## SHORT PROBLEM A
Translate this sentence from the HTC S730 text into Spanish: "The phone was made available in late 2007."

HTC S730, also known as HTC Wings is a smartphone from HTC. The phone is a member of HTC's line with phones equipped with QWERTY-keyboards.

History
The phone was made available in late 2007. It uses Windows Mobile technology and is powered by Windows Mobile 6 Standard.

HTC has used slogans such as "Let's get down to business." and "Keep in touch no matter where you are in the world." when marketing the device.

Properties

Keyboard
The device has an extendable keyboard - "qwerty", available in localized versions, which simplifies SMS and smartphone functions. There's also a standard numeric keyboard located under the screen.

Multimedia
The device can also act as a music player supporting formats such as MP3, WMA, AAC, AAC+, eAAC+, WAV, QCELP, MPEG4, AMR-NB and AMR-WB.

## INFORMATION GIVEN
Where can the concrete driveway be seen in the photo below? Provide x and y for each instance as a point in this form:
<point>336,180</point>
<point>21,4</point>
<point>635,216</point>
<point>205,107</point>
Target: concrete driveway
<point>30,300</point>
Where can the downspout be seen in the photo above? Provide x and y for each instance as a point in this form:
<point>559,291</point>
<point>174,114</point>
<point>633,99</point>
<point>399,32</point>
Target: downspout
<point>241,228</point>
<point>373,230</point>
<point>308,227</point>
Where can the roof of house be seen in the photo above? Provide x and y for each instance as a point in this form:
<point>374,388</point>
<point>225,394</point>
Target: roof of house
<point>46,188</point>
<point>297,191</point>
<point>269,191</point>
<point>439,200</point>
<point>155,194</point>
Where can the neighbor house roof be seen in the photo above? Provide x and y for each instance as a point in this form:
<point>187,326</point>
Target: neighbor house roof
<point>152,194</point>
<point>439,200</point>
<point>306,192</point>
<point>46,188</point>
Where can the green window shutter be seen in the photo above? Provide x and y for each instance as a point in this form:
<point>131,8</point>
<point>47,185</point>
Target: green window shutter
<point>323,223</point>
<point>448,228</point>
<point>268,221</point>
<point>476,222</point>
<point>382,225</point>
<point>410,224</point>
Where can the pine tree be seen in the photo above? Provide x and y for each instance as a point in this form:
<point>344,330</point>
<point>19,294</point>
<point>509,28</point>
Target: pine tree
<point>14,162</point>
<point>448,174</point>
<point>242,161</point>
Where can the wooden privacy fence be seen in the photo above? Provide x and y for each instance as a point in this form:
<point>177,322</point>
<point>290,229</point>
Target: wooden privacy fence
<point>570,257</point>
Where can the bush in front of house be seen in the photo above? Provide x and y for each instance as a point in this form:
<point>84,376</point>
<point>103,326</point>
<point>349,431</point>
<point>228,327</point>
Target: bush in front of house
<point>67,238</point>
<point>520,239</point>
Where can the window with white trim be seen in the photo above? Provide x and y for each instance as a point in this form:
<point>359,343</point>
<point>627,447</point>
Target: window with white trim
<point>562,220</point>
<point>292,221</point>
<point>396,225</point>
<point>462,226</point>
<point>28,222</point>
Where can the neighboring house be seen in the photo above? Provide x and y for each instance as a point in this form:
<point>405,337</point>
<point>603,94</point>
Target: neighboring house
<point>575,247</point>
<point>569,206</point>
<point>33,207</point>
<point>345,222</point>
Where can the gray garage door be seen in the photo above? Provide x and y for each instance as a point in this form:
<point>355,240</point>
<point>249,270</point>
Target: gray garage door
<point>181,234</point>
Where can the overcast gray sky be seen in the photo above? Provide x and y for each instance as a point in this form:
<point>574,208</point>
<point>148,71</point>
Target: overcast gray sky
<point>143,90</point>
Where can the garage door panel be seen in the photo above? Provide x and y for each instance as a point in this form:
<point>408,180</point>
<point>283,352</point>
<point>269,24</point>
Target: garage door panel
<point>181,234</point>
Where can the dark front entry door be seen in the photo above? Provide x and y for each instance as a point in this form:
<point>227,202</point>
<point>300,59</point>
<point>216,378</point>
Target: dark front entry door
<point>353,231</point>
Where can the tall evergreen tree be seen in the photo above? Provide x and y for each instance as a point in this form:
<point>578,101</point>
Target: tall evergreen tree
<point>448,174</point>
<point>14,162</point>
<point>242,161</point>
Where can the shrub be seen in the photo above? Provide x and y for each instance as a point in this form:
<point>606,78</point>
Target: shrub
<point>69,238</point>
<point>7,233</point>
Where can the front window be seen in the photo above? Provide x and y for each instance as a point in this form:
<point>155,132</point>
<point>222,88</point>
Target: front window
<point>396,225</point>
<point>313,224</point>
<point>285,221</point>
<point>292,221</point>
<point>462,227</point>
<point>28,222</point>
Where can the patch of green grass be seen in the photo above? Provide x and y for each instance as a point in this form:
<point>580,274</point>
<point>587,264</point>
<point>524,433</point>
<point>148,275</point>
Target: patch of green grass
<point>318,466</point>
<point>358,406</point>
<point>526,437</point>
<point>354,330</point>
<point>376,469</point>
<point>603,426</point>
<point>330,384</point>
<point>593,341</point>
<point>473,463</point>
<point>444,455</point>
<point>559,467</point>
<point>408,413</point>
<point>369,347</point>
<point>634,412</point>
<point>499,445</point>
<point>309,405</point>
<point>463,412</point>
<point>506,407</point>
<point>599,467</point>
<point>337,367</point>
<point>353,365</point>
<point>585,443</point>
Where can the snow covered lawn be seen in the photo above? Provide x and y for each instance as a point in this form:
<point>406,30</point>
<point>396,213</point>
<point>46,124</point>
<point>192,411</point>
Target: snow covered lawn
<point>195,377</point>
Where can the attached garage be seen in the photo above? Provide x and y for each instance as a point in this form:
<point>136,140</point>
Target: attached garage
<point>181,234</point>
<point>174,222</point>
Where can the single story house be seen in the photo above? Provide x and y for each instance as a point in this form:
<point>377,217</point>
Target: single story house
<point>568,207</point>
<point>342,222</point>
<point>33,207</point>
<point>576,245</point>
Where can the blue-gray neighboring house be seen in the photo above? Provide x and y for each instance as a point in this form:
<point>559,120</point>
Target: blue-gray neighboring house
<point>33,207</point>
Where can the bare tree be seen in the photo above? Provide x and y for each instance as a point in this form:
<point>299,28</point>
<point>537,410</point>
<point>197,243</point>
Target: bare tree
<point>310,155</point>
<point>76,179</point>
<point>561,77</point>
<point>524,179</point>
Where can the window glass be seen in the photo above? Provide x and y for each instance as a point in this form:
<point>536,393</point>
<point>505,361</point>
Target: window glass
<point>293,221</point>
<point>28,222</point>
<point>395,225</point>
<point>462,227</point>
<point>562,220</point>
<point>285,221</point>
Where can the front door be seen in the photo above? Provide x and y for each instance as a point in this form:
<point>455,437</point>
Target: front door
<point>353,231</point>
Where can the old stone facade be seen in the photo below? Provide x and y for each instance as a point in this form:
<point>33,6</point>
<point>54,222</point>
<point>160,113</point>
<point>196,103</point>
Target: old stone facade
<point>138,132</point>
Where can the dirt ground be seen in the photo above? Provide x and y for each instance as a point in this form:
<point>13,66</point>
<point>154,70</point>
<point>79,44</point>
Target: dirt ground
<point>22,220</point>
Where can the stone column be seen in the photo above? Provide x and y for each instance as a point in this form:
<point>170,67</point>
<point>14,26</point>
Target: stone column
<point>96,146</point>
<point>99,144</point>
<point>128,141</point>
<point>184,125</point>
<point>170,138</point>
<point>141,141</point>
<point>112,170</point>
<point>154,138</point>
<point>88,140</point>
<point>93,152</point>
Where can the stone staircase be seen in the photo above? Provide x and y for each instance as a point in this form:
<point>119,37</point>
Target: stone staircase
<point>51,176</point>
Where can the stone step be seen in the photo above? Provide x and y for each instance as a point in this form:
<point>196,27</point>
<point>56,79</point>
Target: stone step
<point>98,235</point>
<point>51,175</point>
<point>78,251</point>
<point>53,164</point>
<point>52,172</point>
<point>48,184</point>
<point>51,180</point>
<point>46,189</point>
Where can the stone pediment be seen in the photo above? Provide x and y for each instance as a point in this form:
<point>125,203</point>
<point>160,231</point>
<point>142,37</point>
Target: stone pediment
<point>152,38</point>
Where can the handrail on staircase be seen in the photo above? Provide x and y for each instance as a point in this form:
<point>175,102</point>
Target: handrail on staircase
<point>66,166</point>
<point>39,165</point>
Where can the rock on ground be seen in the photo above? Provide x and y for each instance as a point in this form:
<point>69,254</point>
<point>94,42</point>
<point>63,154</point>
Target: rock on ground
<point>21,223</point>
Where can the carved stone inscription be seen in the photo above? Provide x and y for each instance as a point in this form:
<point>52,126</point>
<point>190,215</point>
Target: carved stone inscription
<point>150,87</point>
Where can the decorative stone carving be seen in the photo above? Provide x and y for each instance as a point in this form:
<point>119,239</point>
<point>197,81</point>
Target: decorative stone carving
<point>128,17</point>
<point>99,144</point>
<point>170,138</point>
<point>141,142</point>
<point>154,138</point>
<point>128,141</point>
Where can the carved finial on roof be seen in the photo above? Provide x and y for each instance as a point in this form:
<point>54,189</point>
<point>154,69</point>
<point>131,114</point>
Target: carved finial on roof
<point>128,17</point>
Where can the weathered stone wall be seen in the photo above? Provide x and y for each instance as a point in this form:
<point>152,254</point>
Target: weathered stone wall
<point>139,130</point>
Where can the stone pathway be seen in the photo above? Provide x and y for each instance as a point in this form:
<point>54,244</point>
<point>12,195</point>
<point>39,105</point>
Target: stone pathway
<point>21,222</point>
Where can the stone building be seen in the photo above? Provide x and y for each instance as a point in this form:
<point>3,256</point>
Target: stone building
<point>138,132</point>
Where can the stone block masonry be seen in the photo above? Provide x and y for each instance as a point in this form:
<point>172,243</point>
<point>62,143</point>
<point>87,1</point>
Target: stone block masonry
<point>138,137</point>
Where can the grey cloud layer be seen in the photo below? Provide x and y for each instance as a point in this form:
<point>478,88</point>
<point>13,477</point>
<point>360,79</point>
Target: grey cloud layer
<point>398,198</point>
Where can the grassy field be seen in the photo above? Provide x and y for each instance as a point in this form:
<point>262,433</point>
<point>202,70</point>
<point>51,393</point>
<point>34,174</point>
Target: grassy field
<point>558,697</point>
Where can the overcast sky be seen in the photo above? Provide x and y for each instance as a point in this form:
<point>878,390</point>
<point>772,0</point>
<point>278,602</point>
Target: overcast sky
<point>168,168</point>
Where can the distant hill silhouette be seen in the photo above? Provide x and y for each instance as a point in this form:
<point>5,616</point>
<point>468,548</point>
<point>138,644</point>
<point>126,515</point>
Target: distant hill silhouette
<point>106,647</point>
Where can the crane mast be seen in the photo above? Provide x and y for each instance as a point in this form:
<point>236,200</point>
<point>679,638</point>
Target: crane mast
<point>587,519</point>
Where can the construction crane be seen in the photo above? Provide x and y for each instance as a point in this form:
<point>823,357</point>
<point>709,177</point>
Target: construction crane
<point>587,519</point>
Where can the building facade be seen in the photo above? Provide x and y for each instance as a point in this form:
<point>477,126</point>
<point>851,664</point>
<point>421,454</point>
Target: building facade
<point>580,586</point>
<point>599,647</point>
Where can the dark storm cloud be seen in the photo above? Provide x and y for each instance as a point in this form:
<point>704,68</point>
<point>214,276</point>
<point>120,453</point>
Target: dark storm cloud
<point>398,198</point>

## SHORT PROBLEM B
Pick out each line of the records that contains the word "snow" and copy it.

## FINAL RESULT A
El teléfono estuvo disponible a finales de 2007.

## FINAL RESULT B
Where can the snow covered lawn be seen in the photo above? Provide x and y for each instance as a point in this form:
Target: snow covered lawn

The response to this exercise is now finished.